PROBLEM REQUIREMENTS:
Can you reproduce the records from the line with "Can you locate the postcard" through the end of the records, replacing "sample" with "example" and leaving everything else unchanged?

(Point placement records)
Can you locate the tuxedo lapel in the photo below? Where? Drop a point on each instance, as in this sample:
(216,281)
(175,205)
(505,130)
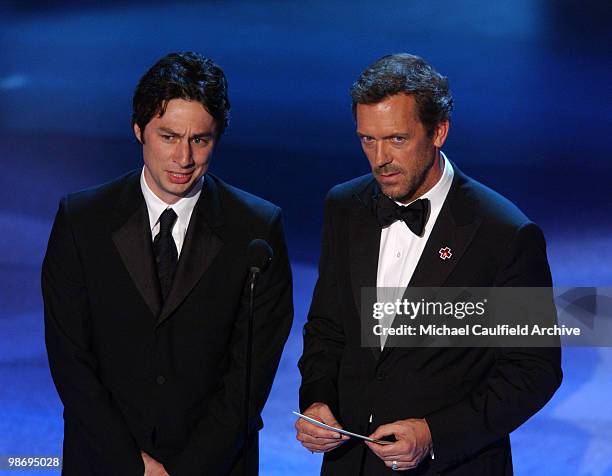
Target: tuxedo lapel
(202,244)
(133,240)
(450,237)
(364,244)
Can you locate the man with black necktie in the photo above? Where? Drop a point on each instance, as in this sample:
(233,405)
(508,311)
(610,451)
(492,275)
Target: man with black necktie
(416,221)
(146,308)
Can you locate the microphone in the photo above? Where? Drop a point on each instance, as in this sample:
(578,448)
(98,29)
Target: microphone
(259,255)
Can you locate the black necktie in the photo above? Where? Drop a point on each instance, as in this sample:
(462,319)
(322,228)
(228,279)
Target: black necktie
(413,215)
(166,255)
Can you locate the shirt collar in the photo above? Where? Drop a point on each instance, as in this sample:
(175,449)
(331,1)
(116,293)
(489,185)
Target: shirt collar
(183,207)
(437,193)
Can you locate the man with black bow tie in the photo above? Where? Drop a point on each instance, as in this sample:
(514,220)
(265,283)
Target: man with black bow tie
(416,221)
(146,311)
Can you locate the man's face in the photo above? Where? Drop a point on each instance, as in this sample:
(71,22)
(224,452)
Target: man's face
(404,158)
(177,148)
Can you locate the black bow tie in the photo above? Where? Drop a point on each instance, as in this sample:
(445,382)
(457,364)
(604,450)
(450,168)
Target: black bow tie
(413,215)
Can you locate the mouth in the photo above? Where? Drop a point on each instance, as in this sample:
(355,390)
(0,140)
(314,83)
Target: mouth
(179,177)
(388,177)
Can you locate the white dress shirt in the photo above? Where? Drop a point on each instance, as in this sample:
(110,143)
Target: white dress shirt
(183,209)
(400,249)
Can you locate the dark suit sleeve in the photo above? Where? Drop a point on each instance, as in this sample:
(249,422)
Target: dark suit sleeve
(218,437)
(323,333)
(72,360)
(521,381)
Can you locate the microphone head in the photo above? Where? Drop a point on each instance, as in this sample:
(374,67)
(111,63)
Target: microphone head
(259,255)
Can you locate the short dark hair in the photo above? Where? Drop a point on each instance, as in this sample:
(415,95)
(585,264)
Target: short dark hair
(188,76)
(402,73)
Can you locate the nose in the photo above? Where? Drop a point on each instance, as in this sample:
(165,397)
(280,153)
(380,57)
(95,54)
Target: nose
(183,153)
(381,155)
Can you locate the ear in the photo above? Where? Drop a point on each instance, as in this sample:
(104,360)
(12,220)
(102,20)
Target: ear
(440,133)
(138,133)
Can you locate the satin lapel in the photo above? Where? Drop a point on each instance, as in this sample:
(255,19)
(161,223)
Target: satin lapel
(364,244)
(453,232)
(202,244)
(133,241)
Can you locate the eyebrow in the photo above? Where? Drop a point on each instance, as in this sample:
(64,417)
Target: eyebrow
(198,134)
(395,134)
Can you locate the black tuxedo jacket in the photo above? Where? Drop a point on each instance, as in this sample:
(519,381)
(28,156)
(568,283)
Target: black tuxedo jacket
(472,398)
(135,374)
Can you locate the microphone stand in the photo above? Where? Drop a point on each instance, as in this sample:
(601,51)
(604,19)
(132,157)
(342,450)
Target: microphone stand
(254,275)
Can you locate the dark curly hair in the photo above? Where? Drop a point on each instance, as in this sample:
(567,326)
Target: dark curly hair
(188,76)
(403,73)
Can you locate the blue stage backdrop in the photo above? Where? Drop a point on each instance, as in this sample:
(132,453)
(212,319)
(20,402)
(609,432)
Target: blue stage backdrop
(531,82)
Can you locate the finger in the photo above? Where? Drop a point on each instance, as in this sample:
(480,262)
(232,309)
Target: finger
(321,448)
(305,437)
(398,449)
(316,431)
(385,430)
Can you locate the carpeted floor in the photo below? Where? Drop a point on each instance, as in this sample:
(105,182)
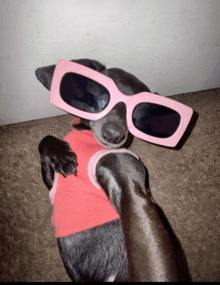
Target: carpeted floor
(185,183)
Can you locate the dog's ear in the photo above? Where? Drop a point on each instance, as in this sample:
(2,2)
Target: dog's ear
(45,74)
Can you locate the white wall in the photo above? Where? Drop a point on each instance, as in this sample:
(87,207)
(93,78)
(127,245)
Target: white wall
(171,45)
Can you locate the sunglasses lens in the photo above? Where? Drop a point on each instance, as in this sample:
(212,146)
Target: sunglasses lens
(155,120)
(83,93)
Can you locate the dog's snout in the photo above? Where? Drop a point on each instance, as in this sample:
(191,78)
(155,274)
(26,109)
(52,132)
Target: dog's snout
(113,133)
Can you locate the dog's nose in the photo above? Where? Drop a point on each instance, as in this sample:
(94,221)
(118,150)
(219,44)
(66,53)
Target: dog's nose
(113,133)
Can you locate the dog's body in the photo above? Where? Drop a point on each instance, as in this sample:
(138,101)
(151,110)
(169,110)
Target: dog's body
(135,247)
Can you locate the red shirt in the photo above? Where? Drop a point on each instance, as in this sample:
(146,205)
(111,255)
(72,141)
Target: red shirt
(77,204)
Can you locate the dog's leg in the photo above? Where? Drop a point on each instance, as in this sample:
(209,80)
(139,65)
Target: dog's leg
(56,155)
(148,245)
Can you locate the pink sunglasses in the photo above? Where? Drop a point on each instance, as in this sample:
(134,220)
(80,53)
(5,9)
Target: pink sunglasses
(88,94)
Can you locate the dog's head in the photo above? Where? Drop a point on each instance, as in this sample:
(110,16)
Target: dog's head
(111,130)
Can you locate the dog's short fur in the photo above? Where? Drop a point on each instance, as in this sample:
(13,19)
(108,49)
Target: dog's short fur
(136,247)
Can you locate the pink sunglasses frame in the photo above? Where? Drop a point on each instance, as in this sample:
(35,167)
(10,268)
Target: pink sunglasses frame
(64,66)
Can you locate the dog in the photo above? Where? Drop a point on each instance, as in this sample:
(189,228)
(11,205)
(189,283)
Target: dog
(136,247)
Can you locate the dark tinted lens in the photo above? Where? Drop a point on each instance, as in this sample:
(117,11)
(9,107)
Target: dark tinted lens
(155,120)
(83,93)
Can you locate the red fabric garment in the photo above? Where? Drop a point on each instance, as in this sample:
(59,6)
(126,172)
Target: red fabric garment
(77,204)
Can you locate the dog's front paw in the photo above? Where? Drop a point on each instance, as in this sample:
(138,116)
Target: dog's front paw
(59,155)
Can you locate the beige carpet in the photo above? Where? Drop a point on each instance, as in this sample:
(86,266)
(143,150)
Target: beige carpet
(185,183)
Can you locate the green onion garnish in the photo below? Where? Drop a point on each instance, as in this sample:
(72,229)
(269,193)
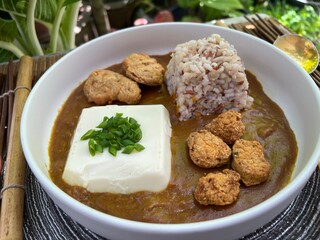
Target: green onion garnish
(115,133)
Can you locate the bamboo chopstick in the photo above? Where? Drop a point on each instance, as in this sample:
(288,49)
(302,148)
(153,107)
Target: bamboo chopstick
(11,221)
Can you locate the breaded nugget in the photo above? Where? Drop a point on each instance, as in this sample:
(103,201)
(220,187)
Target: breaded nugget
(220,188)
(249,162)
(228,126)
(207,150)
(105,86)
(143,69)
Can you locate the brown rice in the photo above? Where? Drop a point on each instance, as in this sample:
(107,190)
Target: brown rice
(207,76)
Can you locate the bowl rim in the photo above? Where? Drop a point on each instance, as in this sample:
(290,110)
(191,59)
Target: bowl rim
(290,190)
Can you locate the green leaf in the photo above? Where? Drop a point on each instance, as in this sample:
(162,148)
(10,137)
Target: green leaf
(224,5)
(8,30)
(5,55)
(89,134)
(92,148)
(68,2)
(128,149)
(188,3)
(112,151)
(138,147)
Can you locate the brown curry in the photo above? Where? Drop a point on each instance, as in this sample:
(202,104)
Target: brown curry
(265,122)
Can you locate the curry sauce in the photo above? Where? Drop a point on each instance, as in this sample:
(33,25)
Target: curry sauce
(264,122)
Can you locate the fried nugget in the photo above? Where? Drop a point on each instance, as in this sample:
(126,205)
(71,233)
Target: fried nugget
(220,188)
(228,126)
(249,162)
(104,86)
(207,150)
(143,69)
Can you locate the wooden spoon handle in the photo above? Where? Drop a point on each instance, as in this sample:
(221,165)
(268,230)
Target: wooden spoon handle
(11,222)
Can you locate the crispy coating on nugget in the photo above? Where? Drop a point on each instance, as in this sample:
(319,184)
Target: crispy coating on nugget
(105,86)
(228,126)
(207,150)
(143,69)
(249,162)
(220,188)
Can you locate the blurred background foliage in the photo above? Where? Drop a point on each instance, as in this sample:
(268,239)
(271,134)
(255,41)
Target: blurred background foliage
(98,17)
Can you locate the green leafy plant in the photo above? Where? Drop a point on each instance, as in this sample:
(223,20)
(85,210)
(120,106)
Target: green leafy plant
(302,20)
(18,19)
(206,10)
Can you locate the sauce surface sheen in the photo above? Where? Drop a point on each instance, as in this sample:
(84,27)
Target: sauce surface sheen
(264,122)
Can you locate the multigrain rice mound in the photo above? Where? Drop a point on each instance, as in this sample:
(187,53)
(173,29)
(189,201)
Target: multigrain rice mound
(207,76)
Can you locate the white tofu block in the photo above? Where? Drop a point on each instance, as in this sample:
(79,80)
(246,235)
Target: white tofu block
(148,170)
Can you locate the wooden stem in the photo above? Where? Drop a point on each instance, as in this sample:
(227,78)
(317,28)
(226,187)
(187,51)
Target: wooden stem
(11,222)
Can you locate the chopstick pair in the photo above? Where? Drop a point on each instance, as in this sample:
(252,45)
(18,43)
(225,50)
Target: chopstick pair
(12,191)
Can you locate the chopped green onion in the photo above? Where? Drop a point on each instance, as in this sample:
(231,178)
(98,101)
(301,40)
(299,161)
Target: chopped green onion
(115,133)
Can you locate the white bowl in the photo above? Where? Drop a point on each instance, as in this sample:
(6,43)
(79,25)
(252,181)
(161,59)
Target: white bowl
(283,80)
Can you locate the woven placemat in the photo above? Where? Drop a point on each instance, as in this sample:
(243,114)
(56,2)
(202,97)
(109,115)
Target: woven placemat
(45,220)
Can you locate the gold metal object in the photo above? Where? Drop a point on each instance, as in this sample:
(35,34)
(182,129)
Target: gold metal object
(299,48)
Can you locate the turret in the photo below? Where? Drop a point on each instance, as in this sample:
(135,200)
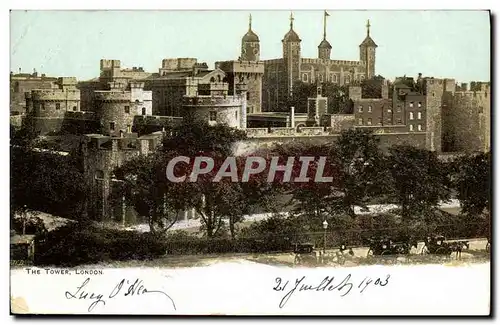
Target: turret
(324,48)
(367,51)
(250,44)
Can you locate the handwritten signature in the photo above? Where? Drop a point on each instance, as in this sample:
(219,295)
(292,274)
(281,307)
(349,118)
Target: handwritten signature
(135,288)
(345,286)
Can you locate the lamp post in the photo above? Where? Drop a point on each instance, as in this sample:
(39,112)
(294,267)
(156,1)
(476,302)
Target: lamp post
(325,225)
(25,217)
(124,205)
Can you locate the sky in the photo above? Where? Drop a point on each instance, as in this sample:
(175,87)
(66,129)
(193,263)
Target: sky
(454,44)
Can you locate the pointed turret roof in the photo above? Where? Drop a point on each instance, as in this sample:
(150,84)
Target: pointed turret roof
(291,36)
(250,36)
(368,41)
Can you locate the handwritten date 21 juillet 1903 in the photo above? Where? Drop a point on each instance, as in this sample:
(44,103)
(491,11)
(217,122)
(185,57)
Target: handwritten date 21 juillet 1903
(343,286)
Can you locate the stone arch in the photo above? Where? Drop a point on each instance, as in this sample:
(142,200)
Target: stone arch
(299,126)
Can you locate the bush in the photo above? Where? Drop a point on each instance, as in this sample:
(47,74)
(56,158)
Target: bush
(74,245)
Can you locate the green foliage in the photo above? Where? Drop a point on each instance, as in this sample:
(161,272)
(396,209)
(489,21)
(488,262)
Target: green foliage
(419,180)
(47,182)
(78,244)
(472,181)
(362,169)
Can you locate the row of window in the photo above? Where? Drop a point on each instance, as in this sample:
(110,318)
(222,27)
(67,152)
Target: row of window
(369,122)
(398,108)
(333,78)
(213,116)
(419,127)
(58,107)
(112,126)
(419,116)
(127,110)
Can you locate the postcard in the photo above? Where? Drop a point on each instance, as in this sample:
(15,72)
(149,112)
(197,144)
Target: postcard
(250,162)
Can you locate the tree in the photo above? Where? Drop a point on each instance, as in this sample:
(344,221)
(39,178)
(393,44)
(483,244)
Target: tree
(44,180)
(146,188)
(372,88)
(419,180)
(193,136)
(472,181)
(308,198)
(361,167)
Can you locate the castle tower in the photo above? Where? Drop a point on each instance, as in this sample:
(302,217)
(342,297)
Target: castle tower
(291,56)
(367,53)
(324,48)
(250,44)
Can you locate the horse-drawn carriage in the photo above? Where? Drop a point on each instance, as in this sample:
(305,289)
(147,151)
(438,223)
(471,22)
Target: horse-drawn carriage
(438,245)
(306,254)
(386,246)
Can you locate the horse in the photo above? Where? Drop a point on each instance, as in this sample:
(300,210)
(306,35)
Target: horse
(458,247)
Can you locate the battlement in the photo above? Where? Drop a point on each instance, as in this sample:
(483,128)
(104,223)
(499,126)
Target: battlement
(82,115)
(128,142)
(112,95)
(67,81)
(109,64)
(179,63)
(241,66)
(333,62)
(272,61)
(471,95)
(211,101)
(54,95)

TASK RESULT:
Can you locate the postcard in the photo above? Where? Drop a point on each instance, as in this example:
(15,72)
(149,112)
(197,144)
Target: postcard
(250,162)
Can you locate the tree in the photo above? Where? Drop a point on each instance, as in this example:
(344,221)
(39,178)
(393,44)
(483,244)
Target: tree
(44,180)
(146,188)
(372,88)
(419,180)
(193,136)
(472,181)
(308,198)
(361,167)
Can you locate the castle tower in the photo above? Where? Drop a point on each instance, as in this example:
(302,217)
(342,297)
Target: castle tower
(291,56)
(367,53)
(324,48)
(250,44)
Can you locate the horse-drawn carriage in the photo above? Where? Drop a point on each instance, as in this example:
(305,289)
(147,151)
(438,223)
(471,22)
Target: horse-drawn carriage
(438,245)
(306,254)
(386,246)
Can you locate the horse in the photo above? Where? Drop a point on each instance, as in this example:
(300,210)
(306,35)
Target: horse
(458,247)
Can you locate the battlement in the photo above? Where? Drop a point on each instance, as in this example:
(483,128)
(104,223)
(499,126)
Target: battlement
(82,115)
(128,142)
(112,95)
(67,81)
(109,64)
(179,63)
(241,66)
(333,62)
(272,61)
(471,95)
(211,101)
(54,95)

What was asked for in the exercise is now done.